In the bathtub column, what kind of tub did the writer have?

== Text

Bathtub Blues, The Final Chapter
You may be wondering about the next episode in my battle for bathtub supremacy. And then again, you may not, if you’re a person with better things to do, but just in case you are, you’ll be glad to know I have prevailed. Huzzah!
(crowds cheering, trumpet fanfare blowing)
However, this also means this will be the last installment of Bathtub Blues. There there now, let’s not get all weepy. I’m sure, before too long, I’ll have another, even more ridiculous problem to harp on and fill a column with. Ah, free press. You gotta love it.
So will this little tale have a happy ending? Absolutely. When something is driving me crazy, I will ferret around until I find a solution. I will research, I will investigate, and generally worry the subject into submission. Or I’ll just get distracted along the way and wind up with a new passion not even remotely related to my original quest. But hey, at least I’m never bored.
To bring those readers up to date that may not have been tuned in for the previous episodes of Bathtub Blues, I had been having some difficulties due to the fact that my clawfoot tub was an unusually small one, and there was no way to avoid shower curtain adherence to the ankles, which gives me the heebie jeebies and has led to a raging case of vinylhydrophobia.

====
== Entries shown

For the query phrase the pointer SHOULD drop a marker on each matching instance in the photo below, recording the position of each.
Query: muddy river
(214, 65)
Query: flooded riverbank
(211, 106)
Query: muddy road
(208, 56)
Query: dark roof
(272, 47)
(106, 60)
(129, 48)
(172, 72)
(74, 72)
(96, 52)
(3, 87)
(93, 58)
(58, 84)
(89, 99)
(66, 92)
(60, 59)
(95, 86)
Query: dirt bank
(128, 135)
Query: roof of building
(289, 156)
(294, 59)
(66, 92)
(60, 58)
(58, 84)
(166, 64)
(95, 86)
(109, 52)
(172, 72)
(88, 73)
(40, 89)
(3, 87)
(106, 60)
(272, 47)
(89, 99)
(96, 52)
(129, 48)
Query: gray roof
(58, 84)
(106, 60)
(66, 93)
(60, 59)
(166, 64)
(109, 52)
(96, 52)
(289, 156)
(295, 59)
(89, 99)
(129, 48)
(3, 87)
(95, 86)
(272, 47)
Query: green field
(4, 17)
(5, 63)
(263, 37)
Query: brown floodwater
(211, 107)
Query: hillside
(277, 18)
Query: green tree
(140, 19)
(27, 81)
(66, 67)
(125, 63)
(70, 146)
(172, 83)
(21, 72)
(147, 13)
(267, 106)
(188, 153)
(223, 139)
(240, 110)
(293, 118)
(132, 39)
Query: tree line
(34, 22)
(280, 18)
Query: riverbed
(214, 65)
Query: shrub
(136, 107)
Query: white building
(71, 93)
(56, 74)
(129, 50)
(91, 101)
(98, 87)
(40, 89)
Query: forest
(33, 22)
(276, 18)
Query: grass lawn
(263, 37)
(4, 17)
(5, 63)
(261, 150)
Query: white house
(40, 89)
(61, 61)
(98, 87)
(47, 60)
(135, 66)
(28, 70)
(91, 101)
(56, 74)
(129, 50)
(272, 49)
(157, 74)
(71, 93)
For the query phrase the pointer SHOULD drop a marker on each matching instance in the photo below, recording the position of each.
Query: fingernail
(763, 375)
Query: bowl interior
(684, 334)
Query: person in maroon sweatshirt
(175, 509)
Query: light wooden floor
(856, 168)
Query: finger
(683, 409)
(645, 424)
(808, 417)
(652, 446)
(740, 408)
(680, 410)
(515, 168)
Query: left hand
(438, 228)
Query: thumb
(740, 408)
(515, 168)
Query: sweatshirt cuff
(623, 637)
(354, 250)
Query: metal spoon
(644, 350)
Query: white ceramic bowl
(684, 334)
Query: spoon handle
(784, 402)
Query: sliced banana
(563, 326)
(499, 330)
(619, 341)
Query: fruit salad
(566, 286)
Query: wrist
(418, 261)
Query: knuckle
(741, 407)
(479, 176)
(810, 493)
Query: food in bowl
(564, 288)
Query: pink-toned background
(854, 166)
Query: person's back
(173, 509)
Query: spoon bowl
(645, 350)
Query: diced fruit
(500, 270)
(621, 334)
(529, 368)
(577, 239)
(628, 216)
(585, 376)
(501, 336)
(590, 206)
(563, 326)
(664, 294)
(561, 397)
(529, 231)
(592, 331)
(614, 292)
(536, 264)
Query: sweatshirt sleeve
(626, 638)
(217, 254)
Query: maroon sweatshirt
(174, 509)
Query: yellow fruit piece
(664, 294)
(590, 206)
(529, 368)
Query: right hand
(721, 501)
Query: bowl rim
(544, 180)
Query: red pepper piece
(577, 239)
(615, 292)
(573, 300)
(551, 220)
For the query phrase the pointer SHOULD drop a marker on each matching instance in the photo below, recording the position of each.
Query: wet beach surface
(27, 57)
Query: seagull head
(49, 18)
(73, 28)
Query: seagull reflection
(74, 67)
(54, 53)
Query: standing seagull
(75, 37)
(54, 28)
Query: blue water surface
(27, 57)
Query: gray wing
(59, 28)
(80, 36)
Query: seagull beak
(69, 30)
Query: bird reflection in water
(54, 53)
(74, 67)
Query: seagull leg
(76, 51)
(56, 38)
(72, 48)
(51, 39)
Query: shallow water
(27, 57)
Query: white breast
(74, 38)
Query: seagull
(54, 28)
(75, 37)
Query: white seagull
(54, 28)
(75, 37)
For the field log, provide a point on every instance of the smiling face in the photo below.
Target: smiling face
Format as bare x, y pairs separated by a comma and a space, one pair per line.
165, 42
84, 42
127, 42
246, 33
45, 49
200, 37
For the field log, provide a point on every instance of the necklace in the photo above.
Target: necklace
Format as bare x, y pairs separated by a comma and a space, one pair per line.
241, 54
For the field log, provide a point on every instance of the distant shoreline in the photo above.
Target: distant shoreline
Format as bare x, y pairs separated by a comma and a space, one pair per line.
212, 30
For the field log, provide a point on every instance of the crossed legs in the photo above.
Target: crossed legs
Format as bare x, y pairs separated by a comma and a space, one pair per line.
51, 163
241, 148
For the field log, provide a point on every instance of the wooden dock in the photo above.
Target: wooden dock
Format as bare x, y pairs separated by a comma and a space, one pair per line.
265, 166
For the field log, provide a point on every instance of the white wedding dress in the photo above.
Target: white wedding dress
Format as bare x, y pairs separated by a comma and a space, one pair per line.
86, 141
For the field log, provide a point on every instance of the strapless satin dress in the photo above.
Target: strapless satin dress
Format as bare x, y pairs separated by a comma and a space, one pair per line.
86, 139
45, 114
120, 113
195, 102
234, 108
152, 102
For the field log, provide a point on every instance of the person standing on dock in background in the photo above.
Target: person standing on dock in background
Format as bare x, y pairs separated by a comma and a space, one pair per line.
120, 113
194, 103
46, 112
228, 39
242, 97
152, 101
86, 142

====

Exercise solution: An unusually small clawfoot tub.